------ Material shown ------

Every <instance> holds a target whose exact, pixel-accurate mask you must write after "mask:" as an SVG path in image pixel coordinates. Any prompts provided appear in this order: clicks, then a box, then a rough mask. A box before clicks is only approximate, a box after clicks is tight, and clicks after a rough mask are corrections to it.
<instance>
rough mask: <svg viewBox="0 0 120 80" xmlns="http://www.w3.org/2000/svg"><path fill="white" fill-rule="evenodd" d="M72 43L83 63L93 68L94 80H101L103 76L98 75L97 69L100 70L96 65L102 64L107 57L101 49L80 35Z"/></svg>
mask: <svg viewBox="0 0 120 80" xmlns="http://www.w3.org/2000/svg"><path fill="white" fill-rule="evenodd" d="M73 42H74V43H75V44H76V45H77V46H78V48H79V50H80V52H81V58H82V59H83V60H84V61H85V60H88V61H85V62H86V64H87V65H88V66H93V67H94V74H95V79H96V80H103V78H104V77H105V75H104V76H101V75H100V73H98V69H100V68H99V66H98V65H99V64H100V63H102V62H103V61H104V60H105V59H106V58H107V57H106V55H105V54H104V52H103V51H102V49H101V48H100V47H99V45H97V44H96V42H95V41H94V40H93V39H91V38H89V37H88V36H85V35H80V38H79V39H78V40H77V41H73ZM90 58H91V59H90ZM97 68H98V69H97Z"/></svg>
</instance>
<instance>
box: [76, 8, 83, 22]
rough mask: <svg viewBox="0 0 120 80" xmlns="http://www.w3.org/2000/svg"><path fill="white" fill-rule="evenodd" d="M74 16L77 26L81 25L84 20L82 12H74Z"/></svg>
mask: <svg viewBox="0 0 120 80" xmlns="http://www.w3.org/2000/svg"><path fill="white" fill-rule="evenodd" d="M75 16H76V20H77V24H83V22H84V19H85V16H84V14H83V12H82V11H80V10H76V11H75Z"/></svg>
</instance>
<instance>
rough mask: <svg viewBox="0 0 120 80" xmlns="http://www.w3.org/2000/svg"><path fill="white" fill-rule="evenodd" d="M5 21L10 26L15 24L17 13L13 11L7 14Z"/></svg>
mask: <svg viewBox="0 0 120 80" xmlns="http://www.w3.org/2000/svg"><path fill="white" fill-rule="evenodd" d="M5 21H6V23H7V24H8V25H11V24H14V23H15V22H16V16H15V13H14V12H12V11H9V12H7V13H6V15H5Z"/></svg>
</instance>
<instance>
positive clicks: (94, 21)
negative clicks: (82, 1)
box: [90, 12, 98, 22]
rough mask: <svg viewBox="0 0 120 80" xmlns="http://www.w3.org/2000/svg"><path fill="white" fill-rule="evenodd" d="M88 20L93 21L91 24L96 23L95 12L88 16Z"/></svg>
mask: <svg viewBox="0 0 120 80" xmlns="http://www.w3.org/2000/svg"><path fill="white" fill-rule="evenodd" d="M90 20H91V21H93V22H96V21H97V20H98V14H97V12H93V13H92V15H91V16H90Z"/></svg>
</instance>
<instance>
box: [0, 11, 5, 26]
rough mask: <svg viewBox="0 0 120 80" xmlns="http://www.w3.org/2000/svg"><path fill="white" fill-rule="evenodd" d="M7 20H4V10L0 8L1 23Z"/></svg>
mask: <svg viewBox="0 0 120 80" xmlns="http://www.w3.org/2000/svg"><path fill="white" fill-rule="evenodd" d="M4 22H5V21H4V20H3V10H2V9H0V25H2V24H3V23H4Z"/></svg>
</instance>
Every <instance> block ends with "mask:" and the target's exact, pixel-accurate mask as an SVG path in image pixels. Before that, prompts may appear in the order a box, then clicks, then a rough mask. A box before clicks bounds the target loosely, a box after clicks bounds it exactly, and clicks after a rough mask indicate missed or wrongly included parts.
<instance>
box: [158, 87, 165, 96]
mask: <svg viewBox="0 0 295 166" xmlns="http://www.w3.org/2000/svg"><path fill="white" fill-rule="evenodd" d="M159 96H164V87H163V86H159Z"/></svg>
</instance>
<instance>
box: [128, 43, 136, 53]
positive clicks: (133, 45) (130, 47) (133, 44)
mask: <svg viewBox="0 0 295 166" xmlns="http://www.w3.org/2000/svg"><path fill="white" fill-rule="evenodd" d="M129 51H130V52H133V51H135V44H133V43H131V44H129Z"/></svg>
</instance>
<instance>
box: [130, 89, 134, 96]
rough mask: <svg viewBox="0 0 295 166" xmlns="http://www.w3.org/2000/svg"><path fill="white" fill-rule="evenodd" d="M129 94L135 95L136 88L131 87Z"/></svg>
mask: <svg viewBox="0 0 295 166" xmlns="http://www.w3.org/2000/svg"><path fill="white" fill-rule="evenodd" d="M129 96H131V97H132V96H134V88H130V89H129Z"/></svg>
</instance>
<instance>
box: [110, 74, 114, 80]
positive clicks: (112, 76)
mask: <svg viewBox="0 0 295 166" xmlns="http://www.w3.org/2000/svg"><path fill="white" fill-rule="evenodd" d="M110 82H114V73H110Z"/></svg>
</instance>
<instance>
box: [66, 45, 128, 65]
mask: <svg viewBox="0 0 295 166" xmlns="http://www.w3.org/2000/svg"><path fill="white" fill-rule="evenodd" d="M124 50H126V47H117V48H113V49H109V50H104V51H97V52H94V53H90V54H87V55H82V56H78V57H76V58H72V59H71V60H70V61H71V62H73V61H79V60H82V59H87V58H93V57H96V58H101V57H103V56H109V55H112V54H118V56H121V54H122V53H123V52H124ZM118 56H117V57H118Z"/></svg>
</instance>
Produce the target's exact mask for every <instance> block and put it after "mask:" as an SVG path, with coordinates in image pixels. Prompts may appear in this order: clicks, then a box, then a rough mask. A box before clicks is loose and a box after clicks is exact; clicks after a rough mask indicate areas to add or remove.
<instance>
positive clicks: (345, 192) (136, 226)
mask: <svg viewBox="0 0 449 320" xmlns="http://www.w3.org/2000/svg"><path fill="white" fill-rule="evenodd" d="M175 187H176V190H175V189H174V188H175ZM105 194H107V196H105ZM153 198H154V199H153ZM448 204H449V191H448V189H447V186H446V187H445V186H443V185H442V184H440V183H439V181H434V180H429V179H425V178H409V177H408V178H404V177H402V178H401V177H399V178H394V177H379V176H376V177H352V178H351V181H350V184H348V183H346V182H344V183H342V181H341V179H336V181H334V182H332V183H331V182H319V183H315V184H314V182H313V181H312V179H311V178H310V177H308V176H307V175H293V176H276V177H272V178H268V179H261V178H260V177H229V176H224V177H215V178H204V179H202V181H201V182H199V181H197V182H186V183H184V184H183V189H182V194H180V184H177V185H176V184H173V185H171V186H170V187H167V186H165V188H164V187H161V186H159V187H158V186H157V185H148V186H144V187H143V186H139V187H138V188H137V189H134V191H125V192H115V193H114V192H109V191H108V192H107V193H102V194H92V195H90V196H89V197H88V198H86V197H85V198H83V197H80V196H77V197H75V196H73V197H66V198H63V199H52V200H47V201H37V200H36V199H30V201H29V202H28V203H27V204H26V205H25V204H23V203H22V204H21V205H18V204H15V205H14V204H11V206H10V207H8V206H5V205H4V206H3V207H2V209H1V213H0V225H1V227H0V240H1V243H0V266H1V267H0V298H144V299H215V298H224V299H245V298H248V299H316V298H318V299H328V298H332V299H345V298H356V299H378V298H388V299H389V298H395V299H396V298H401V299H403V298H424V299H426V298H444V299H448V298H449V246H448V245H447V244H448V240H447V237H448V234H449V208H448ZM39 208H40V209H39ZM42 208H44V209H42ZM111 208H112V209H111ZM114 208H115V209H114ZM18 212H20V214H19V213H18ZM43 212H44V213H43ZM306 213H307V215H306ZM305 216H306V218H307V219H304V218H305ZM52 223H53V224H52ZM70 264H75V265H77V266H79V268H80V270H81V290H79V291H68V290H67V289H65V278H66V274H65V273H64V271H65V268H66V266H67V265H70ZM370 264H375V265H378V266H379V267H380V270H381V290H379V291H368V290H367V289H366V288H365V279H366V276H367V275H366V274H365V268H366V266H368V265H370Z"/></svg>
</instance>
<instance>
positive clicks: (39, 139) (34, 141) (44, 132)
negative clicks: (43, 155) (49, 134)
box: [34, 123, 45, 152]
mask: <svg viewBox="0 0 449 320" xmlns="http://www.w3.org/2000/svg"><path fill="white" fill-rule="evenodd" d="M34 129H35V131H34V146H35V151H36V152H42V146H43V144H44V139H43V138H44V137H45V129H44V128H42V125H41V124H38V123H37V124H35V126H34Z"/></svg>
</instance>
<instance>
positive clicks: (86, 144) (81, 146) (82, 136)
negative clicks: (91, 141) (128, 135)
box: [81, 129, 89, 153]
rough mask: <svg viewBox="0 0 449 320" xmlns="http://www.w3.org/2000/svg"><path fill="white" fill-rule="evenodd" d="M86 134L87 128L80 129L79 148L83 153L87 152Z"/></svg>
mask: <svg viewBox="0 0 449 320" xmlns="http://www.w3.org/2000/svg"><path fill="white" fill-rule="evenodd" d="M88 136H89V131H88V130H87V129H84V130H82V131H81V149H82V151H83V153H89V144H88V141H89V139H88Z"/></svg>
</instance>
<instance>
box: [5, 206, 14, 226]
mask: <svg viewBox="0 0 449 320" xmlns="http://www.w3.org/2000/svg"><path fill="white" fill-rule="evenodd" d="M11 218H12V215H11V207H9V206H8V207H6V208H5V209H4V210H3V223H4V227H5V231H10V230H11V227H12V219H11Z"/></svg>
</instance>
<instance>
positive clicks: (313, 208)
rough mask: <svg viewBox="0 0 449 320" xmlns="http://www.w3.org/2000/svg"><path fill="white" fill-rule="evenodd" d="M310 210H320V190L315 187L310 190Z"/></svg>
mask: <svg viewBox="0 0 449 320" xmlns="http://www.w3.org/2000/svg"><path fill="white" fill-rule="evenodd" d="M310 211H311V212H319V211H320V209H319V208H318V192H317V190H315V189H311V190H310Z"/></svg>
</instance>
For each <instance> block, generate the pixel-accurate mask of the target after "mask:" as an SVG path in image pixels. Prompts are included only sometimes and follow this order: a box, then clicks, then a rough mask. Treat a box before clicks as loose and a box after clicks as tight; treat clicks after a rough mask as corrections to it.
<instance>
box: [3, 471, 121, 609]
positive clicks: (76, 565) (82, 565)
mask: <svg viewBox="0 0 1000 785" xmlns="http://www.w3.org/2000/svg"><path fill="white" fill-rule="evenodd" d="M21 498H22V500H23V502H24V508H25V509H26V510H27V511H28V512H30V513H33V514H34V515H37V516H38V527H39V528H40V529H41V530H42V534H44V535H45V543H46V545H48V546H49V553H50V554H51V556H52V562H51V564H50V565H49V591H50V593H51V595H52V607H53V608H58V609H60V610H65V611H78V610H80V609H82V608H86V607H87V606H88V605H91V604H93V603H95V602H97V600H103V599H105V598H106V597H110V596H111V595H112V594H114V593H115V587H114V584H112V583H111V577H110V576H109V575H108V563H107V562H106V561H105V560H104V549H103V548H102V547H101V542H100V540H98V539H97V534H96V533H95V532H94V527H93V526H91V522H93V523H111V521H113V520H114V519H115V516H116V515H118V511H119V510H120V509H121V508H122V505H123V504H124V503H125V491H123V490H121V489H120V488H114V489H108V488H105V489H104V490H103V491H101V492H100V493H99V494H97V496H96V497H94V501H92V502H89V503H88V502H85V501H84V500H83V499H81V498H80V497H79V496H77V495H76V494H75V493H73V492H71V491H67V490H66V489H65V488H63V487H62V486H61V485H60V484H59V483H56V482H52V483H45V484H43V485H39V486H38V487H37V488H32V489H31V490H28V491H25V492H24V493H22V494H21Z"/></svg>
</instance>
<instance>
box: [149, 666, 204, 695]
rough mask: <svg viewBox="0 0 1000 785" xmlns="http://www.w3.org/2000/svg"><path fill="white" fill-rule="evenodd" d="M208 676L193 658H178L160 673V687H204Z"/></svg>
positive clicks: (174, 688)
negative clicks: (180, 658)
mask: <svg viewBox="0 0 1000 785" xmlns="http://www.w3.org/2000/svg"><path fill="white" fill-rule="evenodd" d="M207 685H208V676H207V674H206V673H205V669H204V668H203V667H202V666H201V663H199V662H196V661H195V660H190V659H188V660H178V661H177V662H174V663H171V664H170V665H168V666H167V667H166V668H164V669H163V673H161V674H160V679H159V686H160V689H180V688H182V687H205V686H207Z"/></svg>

------

## Exercise goal
Count the lines in the entries above that contain the word "negative", and reply with the number alone.

## Answer space
4